(RECORDS PROVIDED):
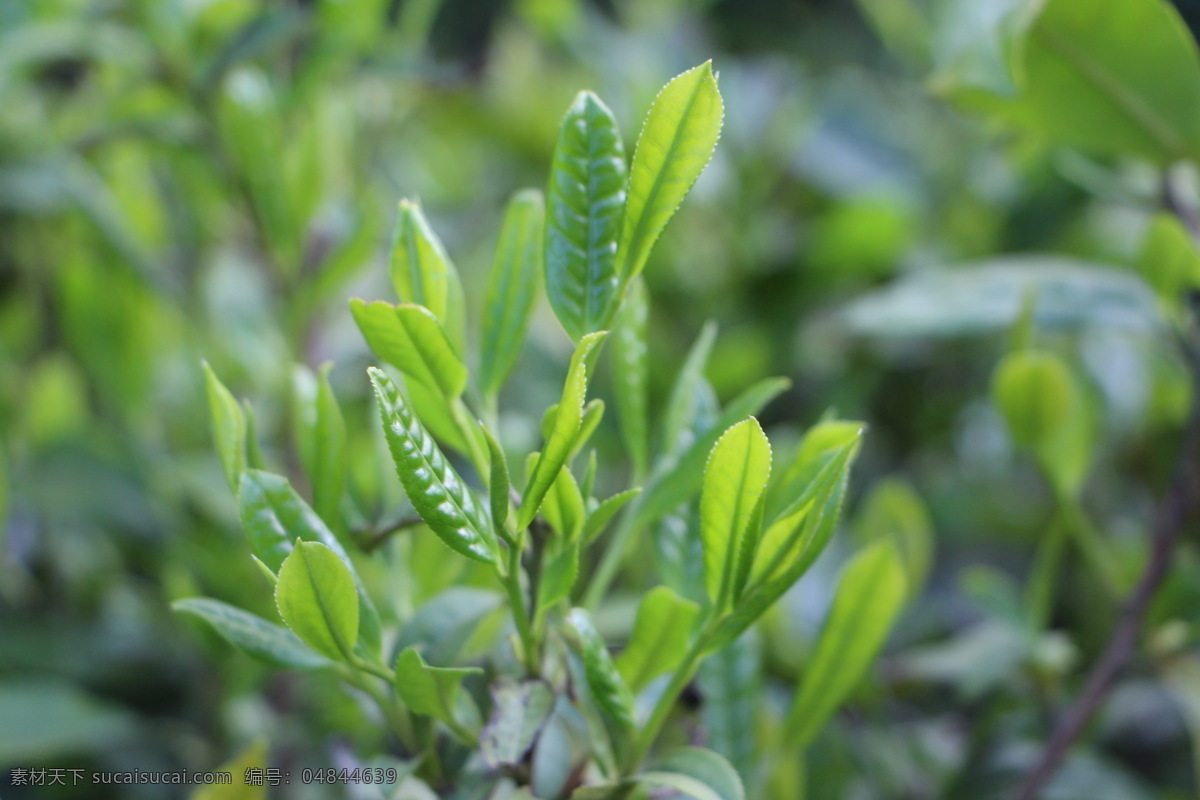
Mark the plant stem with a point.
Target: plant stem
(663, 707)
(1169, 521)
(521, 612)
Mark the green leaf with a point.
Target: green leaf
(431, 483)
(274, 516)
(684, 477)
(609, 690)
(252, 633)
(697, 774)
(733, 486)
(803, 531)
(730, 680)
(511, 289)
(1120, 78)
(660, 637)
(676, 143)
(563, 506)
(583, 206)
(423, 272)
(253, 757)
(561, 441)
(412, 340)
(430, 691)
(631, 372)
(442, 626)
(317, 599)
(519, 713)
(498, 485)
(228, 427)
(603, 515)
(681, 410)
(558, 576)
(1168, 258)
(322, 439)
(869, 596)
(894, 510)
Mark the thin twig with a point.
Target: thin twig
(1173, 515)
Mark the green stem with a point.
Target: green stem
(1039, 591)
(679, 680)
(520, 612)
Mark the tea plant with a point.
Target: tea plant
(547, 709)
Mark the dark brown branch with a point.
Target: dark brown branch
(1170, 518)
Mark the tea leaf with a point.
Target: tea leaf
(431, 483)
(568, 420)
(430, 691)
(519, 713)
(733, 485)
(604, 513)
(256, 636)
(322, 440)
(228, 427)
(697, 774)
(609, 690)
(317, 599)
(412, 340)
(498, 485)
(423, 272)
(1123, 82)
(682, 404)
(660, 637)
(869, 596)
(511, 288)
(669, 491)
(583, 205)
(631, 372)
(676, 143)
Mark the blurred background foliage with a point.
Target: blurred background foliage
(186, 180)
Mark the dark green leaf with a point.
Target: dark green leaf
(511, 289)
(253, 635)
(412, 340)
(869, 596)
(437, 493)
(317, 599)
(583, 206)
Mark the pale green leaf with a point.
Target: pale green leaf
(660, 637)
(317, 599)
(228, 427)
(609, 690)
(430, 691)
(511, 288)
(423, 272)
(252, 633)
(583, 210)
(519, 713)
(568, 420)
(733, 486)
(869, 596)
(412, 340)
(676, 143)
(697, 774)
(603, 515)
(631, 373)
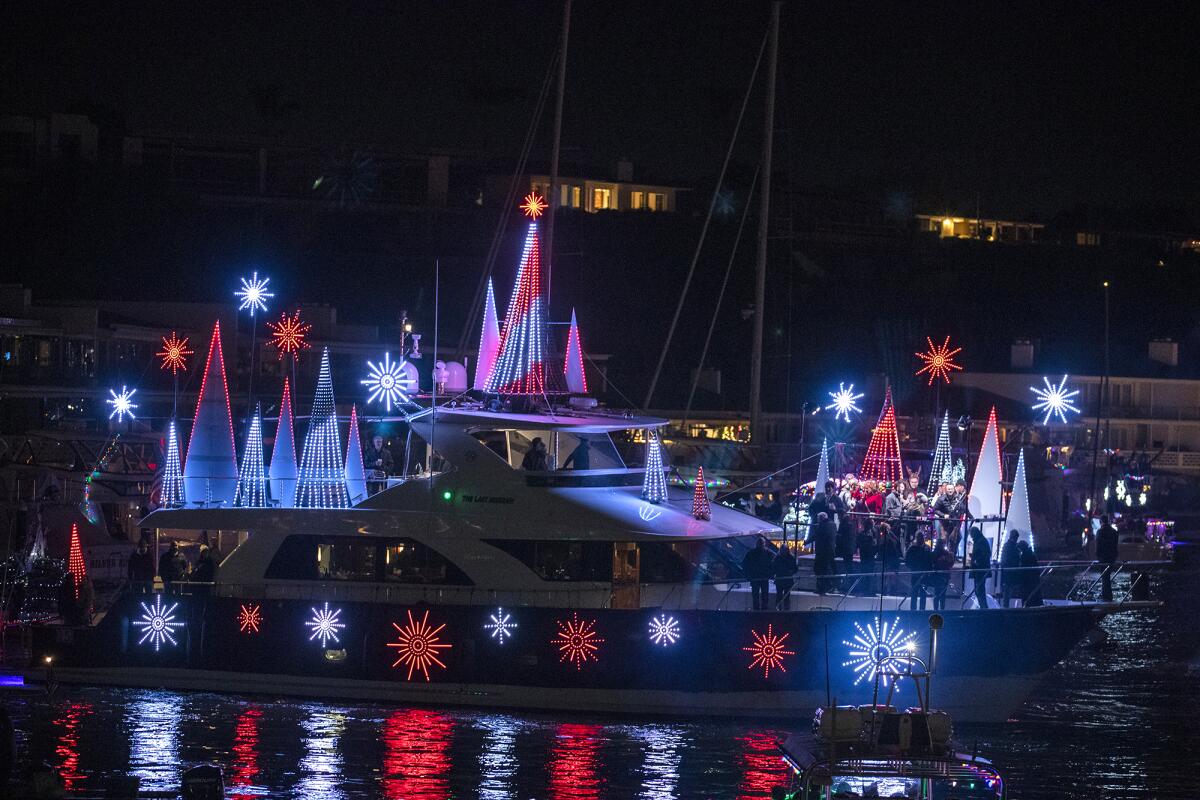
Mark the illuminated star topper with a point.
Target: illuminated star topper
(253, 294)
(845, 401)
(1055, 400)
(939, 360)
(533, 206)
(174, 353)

(WORK TO BE COMPLETED):
Down to the last line, return the entries above exactly, with no pictures.

(RESPONSE):
Mark the plant stem with a point.
Target: plant stem
(663, 707)
(1169, 521)
(521, 612)
Mark the green leaf with a point.
Target: green leaf
(431, 483)
(274, 516)
(684, 477)
(609, 690)
(252, 633)
(697, 774)
(733, 486)
(803, 531)
(730, 680)
(511, 289)
(1120, 78)
(660, 637)
(676, 143)
(563, 506)
(583, 206)
(423, 272)
(253, 757)
(561, 441)
(412, 340)
(430, 691)
(631, 372)
(442, 626)
(317, 599)
(519, 713)
(498, 485)
(228, 427)
(603, 515)
(681, 410)
(558, 576)
(1168, 258)
(322, 439)
(869, 596)
(894, 510)
Mark the thin twig with a point.
Target: thin twig
(1173, 515)
Mark the green stem with a point.
Target: green stem
(1039, 591)
(679, 680)
(520, 612)
Mark the tea plant with a point.
Target: tea plant
(547, 709)
Mark the dark brown branch with a point.
Target: dark brown branch
(1170, 518)
Mark the tea leaf with a point.
Target: tea leaf
(431, 483)
(568, 420)
(430, 691)
(519, 713)
(733, 485)
(604, 513)
(256, 636)
(322, 440)
(228, 427)
(697, 774)
(609, 690)
(317, 599)
(412, 340)
(498, 485)
(423, 272)
(1123, 82)
(682, 404)
(660, 637)
(869, 596)
(511, 288)
(669, 491)
(583, 205)
(631, 372)
(676, 143)
Mark the blurred background foliage with a point.
Target: blurred background foliage
(186, 180)
Mark the dark green leaf with a point.
Target: dark green leaf
(511, 289)
(253, 635)
(412, 340)
(869, 596)
(437, 493)
(317, 599)
(583, 206)
Mark the pale green leaf with a point.
Target: pale green leaf
(660, 637)
(317, 599)
(228, 427)
(609, 690)
(430, 691)
(511, 288)
(423, 272)
(252, 633)
(583, 210)
(519, 713)
(568, 420)
(733, 486)
(869, 596)
(412, 340)
(676, 143)
(697, 774)
(603, 515)
(631, 373)
Mark the illuminated star topper with a point.
Target: illuminated star topper
(253, 294)
(845, 401)
(1055, 400)
(939, 360)
(533, 206)
(174, 353)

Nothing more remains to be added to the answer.